## Challenge
Reproduce all of the records below, line for line and character for character, without changing anything.

## Records provided
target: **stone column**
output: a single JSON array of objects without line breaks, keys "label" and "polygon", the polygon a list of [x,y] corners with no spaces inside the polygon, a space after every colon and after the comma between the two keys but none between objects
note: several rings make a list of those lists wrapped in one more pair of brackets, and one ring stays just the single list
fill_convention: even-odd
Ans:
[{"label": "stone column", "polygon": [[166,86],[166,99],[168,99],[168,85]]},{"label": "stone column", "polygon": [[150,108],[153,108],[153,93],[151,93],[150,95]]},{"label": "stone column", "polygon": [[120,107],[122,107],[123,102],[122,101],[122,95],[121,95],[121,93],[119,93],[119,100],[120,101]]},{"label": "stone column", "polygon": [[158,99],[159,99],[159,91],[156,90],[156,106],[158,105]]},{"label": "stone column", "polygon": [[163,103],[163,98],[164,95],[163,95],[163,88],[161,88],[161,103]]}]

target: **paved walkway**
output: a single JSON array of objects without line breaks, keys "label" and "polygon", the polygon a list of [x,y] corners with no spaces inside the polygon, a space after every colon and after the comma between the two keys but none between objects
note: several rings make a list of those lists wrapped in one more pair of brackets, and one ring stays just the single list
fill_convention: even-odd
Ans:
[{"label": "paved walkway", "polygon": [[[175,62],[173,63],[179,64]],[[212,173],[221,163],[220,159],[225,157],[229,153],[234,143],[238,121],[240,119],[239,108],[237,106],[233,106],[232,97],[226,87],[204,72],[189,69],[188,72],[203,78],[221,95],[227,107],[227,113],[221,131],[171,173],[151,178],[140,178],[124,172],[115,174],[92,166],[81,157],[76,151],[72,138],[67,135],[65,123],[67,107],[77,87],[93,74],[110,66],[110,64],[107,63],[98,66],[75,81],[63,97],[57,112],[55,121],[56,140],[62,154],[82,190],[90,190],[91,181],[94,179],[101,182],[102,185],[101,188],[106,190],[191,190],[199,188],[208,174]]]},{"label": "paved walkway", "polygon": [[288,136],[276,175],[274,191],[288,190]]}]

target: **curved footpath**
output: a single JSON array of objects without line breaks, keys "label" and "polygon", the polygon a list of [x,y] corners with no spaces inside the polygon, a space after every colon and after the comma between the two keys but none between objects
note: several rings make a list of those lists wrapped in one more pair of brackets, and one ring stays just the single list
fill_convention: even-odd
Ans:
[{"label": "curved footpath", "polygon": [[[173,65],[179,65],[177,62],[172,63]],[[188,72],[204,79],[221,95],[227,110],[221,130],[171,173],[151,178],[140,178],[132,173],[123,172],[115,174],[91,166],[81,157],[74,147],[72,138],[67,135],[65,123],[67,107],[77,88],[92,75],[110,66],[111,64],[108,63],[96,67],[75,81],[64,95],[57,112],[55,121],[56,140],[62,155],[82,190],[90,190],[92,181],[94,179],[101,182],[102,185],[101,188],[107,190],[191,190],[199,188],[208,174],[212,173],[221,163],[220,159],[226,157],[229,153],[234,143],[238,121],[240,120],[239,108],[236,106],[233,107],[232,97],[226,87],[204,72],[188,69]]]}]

## Result below
target: **stone column**
output: a single JSON array of objects without line breaks, keys "label" and "polygon", the polygon a list of [x,y] corners with no spaces inside the polygon, a space after every colon and after the comma between the two keys but none between objects
note: several rings make a list of those lists wrapped in one more pair of brackets, and one ring stays just the single list
fill_convention: even-odd
Ans:
[{"label": "stone column", "polygon": [[166,86],[166,99],[168,99],[168,85]]},{"label": "stone column", "polygon": [[150,108],[153,108],[153,93],[151,93],[150,95]]},{"label": "stone column", "polygon": [[120,107],[122,107],[123,102],[122,101],[122,95],[121,95],[121,93],[119,93],[119,100],[120,101]]},{"label": "stone column", "polygon": [[158,99],[159,99],[159,91],[156,90],[156,106],[158,105]]},{"label": "stone column", "polygon": [[163,103],[163,98],[164,95],[163,95],[163,88],[161,88],[161,103]]}]

target: **paved walkway**
output: a single JSON array of objects without line breaks, keys "label" and "polygon", the polygon a list of [x,y] corners with no spaces inside the polygon, a space after every colon and after the comma between the two keys but none between objects
note: several rings make a list of those lists wrapped in one more pair of brackets, and one ring stays just the single list
fill_convention: even-odd
Ans:
[{"label": "paved walkway", "polygon": [[[175,62],[173,63],[179,64]],[[212,173],[221,163],[220,159],[225,157],[229,153],[234,143],[238,121],[240,119],[239,108],[237,106],[233,106],[232,97],[226,87],[204,72],[189,69],[188,72],[203,78],[221,95],[227,107],[227,113],[221,131],[171,173],[151,178],[140,178],[124,172],[115,174],[92,166],[81,157],[76,151],[72,138],[67,135],[65,123],[67,107],[77,87],[93,74],[110,66],[110,64],[107,63],[98,66],[75,81],[63,97],[57,112],[55,121],[56,140],[62,154],[82,190],[90,190],[91,181],[94,179],[101,182],[102,185],[101,188],[106,190],[191,190],[199,188],[208,174]]]},{"label": "paved walkway", "polygon": [[288,136],[276,175],[274,191],[288,190]]}]

target: **curved footpath**
output: a single JSON array of objects without line breaks, keys "label" and "polygon", the polygon a list of [x,y] corners with no spaces inside the polygon, a space after every colon and after the comma between the two keys but none between objects
note: several rings make a list of those lists wrapped in one more pair of brackets, and one ring stays just the single list
fill_convention: even-odd
Ans:
[{"label": "curved footpath", "polygon": [[[173,65],[179,65],[177,62],[172,63]],[[188,72],[204,79],[221,95],[227,110],[221,130],[171,173],[151,178],[140,178],[132,173],[123,172],[115,174],[91,166],[81,157],[74,147],[72,138],[67,135],[65,123],[67,107],[77,88],[92,75],[110,66],[111,64],[108,63],[96,67],[75,81],[64,95],[57,112],[55,121],[56,140],[62,155],[82,190],[90,190],[92,181],[94,179],[101,182],[102,185],[101,188],[107,190],[191,190],[199,188],[208,174],[212,173],[221,163],[220,159],[226,157],[229,153],[234,143],[238,121],[240,120],[239,108],[236,106],[233,107],[232,97],[226,87],[204,72],[188,69]]]}]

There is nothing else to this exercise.